### Excerpted data
↓↓↓

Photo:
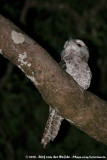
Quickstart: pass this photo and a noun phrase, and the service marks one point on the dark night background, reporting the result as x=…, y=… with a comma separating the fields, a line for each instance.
x=23, y=112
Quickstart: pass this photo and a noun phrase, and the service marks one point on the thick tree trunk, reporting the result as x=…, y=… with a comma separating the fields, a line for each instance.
x=82, y=108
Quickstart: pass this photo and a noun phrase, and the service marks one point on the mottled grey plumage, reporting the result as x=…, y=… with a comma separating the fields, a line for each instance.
x=74, y=59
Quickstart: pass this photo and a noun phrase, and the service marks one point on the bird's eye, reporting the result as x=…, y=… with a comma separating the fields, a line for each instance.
x=79, y=44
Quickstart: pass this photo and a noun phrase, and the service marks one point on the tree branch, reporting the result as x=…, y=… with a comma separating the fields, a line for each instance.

↑↑↑

### Task instructions
Reproduce the rows above word for word, from the beginning of the rows through the line containing "x=23, y=112", with that line included. Omit the pictures from your answer.

### Correct result
Photo:
Quickstart: pass this photo and a noun phrase, and the service marks one point on the dark night background, reporting the result as x=…, y=… with a comma separating the fields, a line for each instance.
x=23, y=112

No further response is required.